## Objective
Reproduce each of the items below verbatim, omitting the pictures from your answer.

## Extracted records
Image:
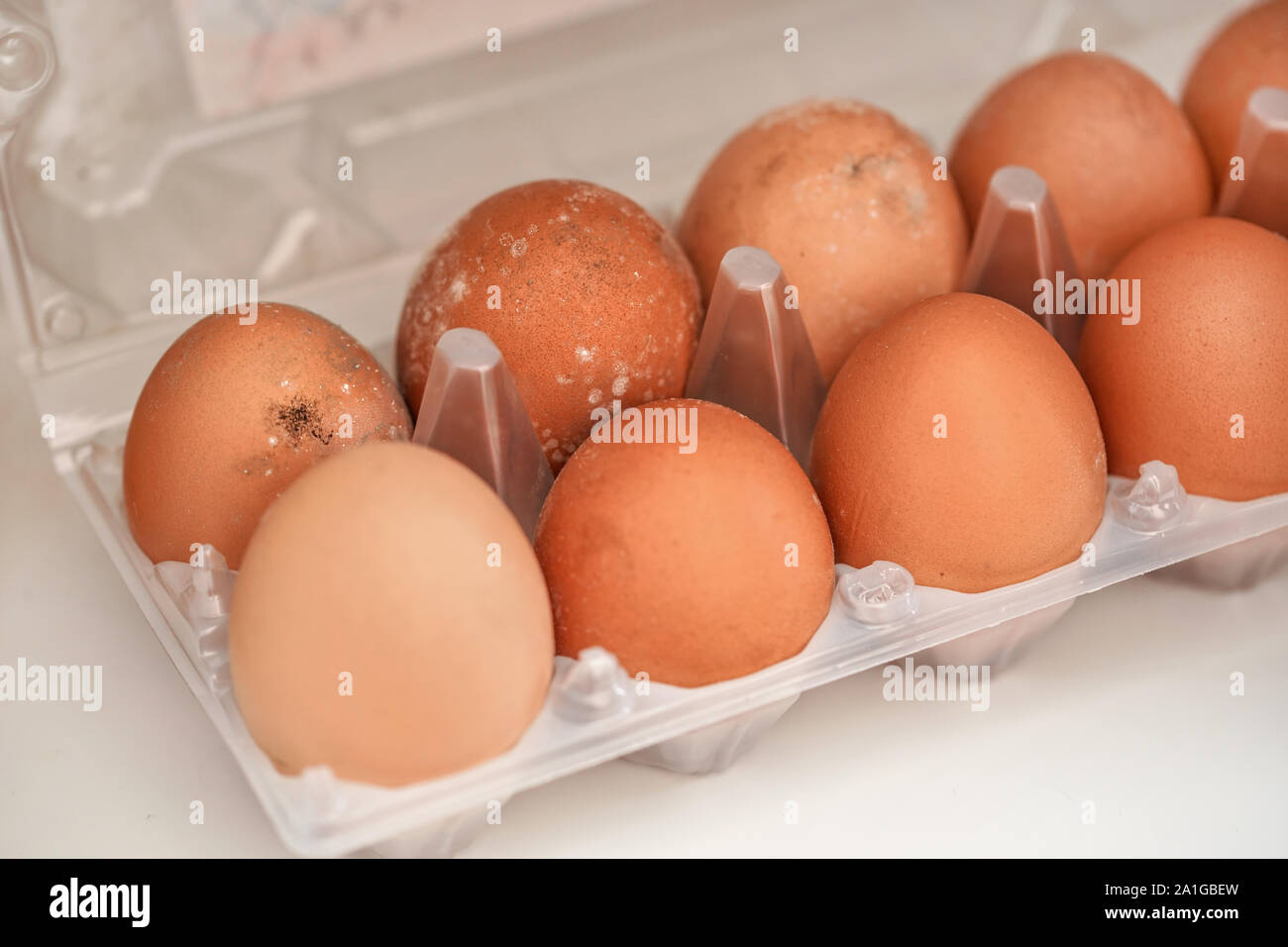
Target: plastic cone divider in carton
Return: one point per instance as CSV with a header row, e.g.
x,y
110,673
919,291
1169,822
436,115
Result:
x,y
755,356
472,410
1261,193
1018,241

## Output of the exercise
Image:
Target: plastic cone divider in carton
Return: one point per instance as CSV with a header row, e.g.
x,y
110,673
919,291
1169,822
436,115
Result:
x,y
755,356
472,410
1261,193
1018,241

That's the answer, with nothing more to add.